Material for the task
************
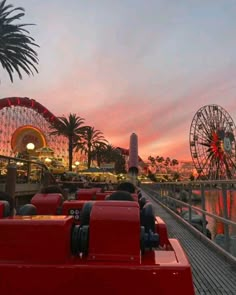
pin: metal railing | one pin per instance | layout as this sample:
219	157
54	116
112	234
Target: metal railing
172	194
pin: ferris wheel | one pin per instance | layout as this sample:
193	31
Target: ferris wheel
212	143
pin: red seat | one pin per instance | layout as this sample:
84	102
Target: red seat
4	209
73	208
101	196
47	204
86	194
36	239
114	231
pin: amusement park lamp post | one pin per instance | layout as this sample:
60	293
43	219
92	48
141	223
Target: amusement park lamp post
************
What is needed
Print the lines of the material exactly as they appear, from the line containing "pin: amusement park" through the last line of the material, inclusive.

Result
pin: amusement park lamp post | one pin per instance | layout as this sample:
60	293
43	219
92	48
141	223
Target: amusement park lamp post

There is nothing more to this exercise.